» **What the exercise asks**: Determine how many lines in the entries below contain "target", and output only that number.

------------------------------

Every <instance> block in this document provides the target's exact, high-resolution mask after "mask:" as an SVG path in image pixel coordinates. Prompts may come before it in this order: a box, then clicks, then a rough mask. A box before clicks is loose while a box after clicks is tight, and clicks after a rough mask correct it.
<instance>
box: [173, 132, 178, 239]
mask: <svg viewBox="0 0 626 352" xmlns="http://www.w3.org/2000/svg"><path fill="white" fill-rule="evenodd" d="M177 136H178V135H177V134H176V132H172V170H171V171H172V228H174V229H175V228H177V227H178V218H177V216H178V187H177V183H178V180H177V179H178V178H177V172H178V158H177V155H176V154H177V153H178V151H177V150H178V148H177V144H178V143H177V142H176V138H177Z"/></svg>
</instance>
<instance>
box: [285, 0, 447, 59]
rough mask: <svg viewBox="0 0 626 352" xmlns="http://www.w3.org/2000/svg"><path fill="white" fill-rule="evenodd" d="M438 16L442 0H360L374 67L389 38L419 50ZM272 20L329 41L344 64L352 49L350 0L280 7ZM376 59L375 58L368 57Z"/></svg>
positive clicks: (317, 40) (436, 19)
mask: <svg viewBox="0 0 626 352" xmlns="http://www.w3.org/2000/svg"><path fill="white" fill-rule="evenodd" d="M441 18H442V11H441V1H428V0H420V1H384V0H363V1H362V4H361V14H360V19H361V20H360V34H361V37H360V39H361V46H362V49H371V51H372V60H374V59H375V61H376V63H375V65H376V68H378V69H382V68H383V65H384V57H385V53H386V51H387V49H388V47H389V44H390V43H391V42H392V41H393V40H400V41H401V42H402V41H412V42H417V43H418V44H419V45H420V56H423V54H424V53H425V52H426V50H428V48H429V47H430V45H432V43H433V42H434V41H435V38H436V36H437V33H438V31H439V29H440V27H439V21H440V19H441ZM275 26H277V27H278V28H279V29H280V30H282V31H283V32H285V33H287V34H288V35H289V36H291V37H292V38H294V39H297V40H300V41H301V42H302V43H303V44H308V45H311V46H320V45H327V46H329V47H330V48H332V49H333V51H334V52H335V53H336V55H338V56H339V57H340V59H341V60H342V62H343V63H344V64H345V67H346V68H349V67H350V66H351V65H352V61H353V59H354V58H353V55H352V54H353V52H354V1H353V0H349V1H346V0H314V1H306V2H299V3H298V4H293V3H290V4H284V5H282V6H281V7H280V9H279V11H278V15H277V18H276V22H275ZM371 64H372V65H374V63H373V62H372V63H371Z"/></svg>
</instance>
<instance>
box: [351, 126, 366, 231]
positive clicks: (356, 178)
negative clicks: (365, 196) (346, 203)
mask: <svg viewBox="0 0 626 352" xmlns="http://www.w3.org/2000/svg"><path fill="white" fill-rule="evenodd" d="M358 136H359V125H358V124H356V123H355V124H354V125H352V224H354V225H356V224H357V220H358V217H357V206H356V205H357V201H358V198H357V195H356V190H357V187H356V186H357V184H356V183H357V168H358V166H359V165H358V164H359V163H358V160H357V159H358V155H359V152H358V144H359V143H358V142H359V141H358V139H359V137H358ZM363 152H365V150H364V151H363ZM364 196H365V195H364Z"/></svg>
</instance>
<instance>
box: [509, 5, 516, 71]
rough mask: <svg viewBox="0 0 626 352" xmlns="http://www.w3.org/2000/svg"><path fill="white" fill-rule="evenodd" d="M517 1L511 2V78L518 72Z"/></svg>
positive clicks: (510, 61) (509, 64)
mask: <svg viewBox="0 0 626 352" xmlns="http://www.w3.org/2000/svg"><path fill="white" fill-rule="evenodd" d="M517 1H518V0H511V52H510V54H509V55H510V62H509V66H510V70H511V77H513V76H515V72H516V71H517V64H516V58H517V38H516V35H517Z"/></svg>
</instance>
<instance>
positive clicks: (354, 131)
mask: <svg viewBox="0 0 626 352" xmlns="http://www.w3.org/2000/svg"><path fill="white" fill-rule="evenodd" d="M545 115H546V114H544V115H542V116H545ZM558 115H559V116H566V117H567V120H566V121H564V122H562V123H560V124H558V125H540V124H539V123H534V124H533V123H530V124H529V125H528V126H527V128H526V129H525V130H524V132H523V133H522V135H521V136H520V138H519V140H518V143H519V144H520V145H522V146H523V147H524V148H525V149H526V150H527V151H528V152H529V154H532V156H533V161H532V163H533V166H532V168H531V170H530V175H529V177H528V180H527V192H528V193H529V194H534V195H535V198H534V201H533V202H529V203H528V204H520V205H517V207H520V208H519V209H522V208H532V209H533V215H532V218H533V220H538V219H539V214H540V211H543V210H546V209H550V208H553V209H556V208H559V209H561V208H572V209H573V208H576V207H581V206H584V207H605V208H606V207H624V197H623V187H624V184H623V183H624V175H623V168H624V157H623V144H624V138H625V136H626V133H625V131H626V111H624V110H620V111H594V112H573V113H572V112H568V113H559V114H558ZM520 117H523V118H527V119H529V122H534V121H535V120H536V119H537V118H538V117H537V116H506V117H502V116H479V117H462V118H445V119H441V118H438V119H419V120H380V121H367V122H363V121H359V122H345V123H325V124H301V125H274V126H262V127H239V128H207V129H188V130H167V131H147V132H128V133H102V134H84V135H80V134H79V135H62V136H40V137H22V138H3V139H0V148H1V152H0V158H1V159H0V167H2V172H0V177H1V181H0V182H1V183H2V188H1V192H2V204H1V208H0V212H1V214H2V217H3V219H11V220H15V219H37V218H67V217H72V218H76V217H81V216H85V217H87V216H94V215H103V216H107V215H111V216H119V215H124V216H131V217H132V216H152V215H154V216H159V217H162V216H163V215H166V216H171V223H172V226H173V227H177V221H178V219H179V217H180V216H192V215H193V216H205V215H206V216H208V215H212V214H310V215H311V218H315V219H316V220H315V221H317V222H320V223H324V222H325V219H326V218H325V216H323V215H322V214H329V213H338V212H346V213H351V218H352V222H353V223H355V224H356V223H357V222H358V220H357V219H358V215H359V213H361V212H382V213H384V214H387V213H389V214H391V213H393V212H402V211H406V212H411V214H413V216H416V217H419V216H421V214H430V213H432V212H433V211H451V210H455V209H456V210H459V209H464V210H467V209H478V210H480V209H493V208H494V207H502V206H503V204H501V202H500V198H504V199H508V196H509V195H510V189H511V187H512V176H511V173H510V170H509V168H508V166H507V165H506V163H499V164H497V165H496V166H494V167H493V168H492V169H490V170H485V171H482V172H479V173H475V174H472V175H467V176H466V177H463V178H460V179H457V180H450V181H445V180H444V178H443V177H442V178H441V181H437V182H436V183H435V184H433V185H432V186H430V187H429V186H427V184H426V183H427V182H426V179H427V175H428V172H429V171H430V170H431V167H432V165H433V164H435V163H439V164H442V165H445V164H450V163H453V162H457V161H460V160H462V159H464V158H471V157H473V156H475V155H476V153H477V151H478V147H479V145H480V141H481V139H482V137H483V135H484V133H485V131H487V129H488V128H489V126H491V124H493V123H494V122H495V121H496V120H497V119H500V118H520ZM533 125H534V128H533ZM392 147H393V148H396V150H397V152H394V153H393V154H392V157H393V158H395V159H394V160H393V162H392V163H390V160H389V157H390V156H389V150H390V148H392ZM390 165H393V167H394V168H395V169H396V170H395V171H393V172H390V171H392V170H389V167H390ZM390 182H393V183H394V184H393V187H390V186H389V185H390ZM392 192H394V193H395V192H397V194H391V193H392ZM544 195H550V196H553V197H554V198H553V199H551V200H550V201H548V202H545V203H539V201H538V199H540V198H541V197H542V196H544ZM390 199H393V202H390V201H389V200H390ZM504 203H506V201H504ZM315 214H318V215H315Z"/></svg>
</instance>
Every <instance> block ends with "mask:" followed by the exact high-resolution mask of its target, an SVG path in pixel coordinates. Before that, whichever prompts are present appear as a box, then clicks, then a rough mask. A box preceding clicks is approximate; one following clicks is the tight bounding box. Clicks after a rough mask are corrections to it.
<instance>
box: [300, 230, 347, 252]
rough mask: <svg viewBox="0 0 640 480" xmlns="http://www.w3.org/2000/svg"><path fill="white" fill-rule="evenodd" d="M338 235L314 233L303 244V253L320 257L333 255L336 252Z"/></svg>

------------------------------

» **Response to this task**: 2